Given problem = Write the line that includes "point_to(query) gives the position of every instance of the lamp" and all subsequent lines, exactly as written, and nothing more.

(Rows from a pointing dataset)
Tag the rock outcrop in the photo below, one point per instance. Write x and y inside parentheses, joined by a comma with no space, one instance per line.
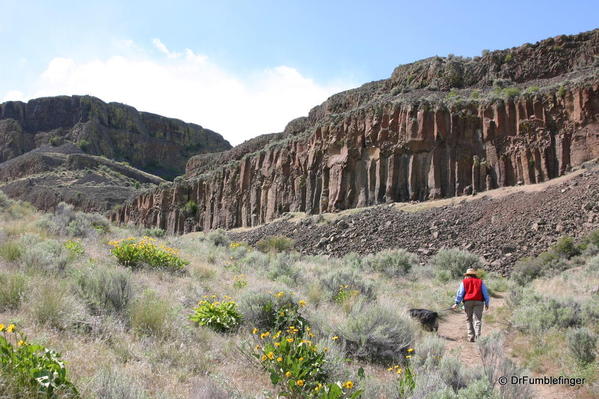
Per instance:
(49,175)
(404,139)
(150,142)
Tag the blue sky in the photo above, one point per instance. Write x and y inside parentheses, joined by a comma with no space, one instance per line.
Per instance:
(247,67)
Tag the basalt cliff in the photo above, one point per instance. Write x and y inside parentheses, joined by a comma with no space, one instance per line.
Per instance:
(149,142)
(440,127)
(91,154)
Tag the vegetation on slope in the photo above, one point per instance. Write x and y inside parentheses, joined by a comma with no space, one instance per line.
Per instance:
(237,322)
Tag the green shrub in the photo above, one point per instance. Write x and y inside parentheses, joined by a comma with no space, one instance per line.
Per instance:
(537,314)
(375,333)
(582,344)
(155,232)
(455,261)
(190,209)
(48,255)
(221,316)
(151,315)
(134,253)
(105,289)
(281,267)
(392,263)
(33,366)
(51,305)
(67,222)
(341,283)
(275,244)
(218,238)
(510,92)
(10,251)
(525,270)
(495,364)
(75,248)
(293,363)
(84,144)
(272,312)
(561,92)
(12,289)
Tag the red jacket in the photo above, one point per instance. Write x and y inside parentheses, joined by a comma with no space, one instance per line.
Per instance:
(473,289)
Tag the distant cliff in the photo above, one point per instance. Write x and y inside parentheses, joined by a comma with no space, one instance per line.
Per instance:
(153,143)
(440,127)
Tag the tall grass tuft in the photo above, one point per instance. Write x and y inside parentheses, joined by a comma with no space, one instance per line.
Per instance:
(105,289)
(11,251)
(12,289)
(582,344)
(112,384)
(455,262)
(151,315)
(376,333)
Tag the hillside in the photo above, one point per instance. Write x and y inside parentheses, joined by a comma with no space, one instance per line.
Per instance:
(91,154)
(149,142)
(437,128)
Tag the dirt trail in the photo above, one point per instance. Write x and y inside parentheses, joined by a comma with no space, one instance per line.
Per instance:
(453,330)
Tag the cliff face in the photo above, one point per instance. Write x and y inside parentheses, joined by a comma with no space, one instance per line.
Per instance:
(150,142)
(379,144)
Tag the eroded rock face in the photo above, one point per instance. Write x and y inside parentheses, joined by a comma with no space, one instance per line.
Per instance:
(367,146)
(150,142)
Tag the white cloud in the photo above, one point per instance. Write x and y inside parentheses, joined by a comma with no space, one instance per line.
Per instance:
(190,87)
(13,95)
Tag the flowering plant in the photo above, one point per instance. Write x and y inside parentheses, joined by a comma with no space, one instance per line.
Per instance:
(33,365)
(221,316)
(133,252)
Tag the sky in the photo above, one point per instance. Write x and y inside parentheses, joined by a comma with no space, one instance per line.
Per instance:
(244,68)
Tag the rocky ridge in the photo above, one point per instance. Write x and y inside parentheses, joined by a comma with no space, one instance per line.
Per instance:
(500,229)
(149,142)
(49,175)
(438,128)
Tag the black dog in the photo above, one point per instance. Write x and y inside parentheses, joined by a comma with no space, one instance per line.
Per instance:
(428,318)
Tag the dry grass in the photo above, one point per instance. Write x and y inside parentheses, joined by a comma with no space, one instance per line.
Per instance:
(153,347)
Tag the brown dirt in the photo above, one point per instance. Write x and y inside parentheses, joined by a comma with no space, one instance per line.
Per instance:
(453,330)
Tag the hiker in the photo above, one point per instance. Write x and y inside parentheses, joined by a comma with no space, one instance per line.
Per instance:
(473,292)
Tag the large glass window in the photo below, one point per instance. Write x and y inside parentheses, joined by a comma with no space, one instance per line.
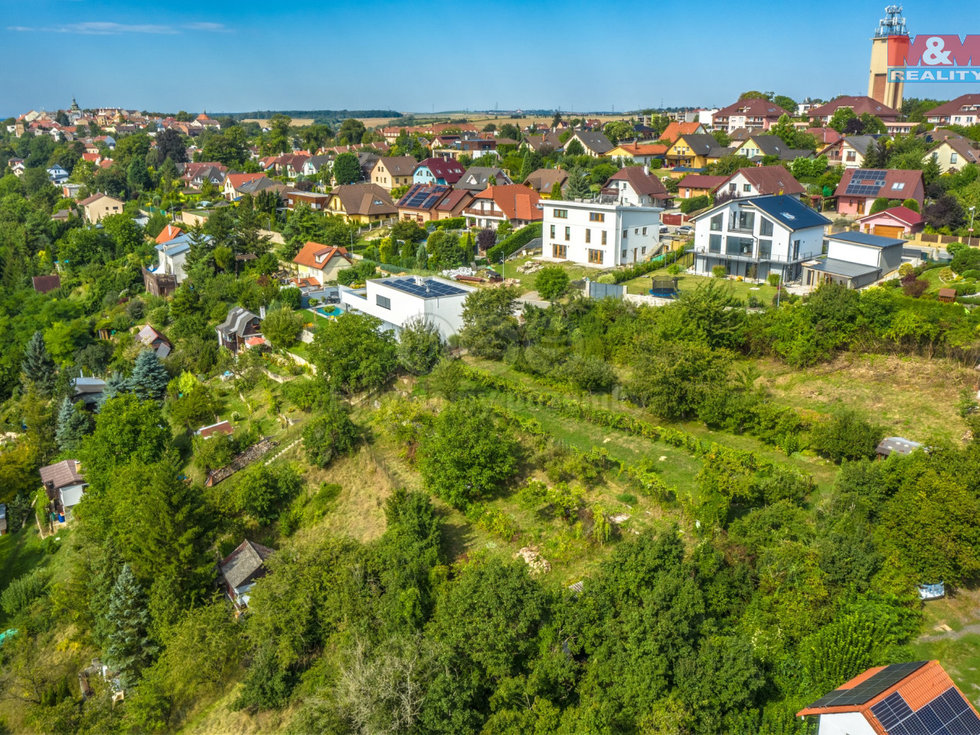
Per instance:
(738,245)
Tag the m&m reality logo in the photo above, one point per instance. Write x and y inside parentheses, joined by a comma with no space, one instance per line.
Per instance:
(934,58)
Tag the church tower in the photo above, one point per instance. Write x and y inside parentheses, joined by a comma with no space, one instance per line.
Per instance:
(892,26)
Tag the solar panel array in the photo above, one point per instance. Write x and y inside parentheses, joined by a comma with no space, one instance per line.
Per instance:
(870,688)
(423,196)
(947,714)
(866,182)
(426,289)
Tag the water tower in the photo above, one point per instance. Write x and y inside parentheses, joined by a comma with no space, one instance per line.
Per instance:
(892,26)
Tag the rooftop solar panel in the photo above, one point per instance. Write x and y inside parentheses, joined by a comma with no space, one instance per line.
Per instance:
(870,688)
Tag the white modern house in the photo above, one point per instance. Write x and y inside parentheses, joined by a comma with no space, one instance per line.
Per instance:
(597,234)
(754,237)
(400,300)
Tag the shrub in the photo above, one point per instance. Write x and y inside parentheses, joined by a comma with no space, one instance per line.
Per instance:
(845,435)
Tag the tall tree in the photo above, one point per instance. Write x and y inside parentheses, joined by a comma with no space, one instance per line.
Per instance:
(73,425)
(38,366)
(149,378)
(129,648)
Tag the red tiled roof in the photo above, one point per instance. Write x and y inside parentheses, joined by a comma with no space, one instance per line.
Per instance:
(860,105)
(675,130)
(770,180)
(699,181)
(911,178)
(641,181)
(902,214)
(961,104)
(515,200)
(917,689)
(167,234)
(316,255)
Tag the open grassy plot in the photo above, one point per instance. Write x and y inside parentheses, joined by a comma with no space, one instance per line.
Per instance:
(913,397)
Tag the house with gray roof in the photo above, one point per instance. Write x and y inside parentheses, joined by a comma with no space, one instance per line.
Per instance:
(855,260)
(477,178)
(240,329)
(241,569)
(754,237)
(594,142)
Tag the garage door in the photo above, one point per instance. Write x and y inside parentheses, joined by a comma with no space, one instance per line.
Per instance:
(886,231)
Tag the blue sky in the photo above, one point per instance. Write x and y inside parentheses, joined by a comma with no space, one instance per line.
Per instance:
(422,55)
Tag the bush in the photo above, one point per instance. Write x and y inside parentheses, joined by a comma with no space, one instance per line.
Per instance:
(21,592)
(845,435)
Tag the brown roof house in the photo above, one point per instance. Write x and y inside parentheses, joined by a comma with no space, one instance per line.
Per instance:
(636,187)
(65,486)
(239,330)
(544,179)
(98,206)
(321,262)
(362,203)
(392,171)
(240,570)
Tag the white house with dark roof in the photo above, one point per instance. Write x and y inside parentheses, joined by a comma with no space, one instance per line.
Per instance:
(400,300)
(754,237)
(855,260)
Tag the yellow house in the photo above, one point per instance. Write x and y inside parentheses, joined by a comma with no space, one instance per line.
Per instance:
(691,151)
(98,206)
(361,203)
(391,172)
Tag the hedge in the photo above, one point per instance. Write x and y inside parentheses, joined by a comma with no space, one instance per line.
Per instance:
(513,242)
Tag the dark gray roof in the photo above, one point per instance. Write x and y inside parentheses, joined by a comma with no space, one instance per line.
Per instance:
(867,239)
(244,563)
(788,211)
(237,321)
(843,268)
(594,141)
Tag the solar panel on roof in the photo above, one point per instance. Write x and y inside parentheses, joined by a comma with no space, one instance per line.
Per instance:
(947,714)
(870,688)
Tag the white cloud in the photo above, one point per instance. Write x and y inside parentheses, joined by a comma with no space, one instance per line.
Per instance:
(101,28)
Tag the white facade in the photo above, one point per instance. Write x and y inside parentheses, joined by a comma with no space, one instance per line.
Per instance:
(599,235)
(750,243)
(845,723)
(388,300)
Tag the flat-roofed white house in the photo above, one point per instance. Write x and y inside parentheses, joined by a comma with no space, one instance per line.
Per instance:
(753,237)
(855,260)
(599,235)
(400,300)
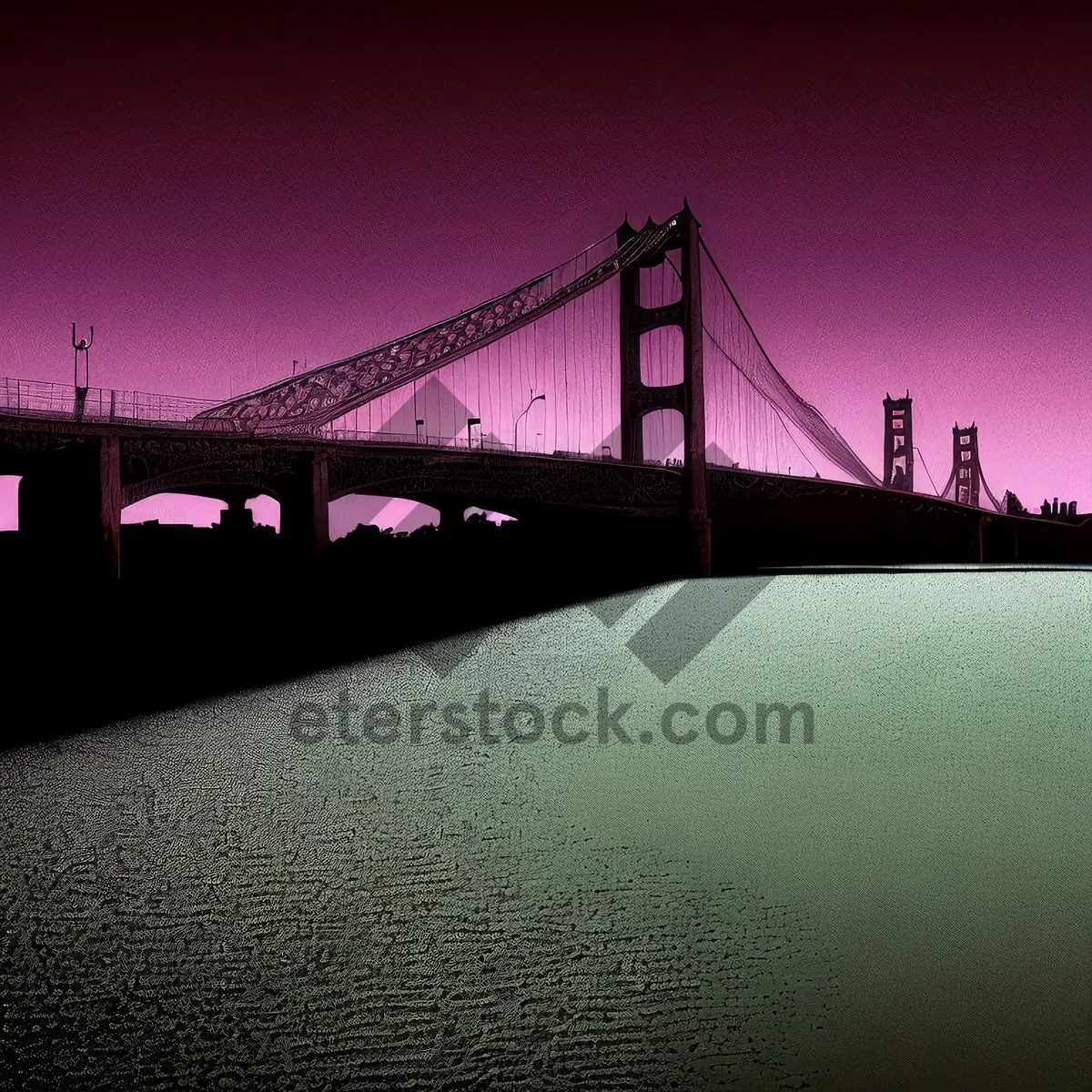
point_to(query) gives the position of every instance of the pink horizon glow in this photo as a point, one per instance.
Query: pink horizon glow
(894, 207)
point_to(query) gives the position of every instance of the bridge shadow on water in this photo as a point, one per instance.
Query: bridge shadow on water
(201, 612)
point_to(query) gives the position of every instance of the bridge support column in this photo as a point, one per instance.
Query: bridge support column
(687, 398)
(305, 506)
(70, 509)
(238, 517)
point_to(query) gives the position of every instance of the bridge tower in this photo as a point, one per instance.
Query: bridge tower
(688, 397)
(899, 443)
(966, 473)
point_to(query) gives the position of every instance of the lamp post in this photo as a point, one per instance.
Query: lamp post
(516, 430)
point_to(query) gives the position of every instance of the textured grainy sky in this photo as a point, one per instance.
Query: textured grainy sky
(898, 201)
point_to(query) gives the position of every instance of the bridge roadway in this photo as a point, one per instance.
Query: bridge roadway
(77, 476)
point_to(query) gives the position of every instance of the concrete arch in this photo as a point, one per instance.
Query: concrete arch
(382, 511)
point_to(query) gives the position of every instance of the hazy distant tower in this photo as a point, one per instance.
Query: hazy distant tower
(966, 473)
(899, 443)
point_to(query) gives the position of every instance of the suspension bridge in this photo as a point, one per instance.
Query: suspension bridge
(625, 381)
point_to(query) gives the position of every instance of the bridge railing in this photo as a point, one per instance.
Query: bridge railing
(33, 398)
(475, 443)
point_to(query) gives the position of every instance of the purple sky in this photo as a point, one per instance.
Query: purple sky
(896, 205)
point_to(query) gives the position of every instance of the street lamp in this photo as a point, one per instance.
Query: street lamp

Finished task =
point_to(query) gives the position of every instance of the lamp post in this photo as a point, one per instance.
Query: lamp post
(516, 430)
point_to(query) gives the position of every instance of the textured grainy sky in this photo as a point, one per instance.
Query: textured grainy sky
(898, 201)
point_to(query) gives the position of every instance of the bridge roadway in this photo as a point, one per instance.
Query: bridge roadway
(77, 476)
point_to(query) gives the position of every instance of the concrete arch in this photo as a point, one per instance.
Query: concrete arch
(382, 511)
point_to(query) gives the position of every instance of the hazy distant tower in this photo as a point, one per instance.
Query: hazy distant tower
(966, 473)
(899, 443)
point_to(query) gives the position of every instance of the suspension bridge in this photo as a point, one per instance.
Query: suspension bridge
(625, 381)
point_to(query) gives the position of every instance of the bridge railing in this photo as a point, one per instance.
Query: bridge railing
(33, 398)
(475, 443)
point_to(query) gives the position of every instance of the purple sky in this photo as a point, one per instance.
Query: purple sky
(896, 205)
point_to(query) gives the position of every instance of the street lamp in this photo as a point, one per instance.
Query: street lamp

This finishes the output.